» Work to complete
The line containing "Could you point out the man" marks the start; repeat it and every following line exactly through the end of the entries.

» Extracted records

Start of Block

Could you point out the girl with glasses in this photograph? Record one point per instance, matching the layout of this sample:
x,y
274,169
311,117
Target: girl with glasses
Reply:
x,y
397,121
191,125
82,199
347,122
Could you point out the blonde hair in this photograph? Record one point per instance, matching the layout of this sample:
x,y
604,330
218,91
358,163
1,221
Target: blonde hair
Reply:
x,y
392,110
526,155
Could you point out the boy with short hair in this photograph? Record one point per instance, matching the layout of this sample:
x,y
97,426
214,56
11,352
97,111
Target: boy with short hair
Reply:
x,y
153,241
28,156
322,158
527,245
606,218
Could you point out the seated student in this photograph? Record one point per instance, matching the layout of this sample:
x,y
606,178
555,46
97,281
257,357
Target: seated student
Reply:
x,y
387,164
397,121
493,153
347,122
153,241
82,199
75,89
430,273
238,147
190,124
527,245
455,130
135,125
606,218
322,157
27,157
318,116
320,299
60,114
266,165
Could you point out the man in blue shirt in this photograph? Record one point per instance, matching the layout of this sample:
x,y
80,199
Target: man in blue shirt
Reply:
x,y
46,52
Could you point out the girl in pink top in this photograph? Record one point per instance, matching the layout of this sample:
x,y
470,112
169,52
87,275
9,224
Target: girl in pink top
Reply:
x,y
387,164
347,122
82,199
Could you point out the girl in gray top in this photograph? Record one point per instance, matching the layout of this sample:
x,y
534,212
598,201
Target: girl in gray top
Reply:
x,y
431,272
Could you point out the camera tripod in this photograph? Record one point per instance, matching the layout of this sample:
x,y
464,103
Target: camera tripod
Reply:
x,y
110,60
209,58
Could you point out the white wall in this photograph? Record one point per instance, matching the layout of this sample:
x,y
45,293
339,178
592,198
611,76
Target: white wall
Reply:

End of Block

» Problem solution
Could you point out the man in blue shirt in this photograph? Record one point per instance, matching the layout of this sample:
x,y
80,199
Target: man in blue shirt
Reply:
x,y
46,52
Could you point out the girl in pink top in this photograph? Record one point per instance, matching the layout of this sample:
x,y
470,112
169,52
87,275
9,224
Target: girl in pink top
Reply:
x,y
387,164
347,122
82,199
Could you point out the girl in gray top in this photograph? Record one point per instance, matching the layout of this sample:
x,y
534,212
598,201
Target: girl in gray top
Reply:
x,y
431,272
Could you point out the camera tripod in this photograph? Record one point per instance, matching the layout of this sample:
x,y
464,103
Target: camera tripod
Reply:
x,y
110,60
209,58
Could you point out the white wall in this photograph? Record one point per instance, matching the layout of this sample:
x,y
45,293
339,178
592,198
611,76
Target: white wall
Reply:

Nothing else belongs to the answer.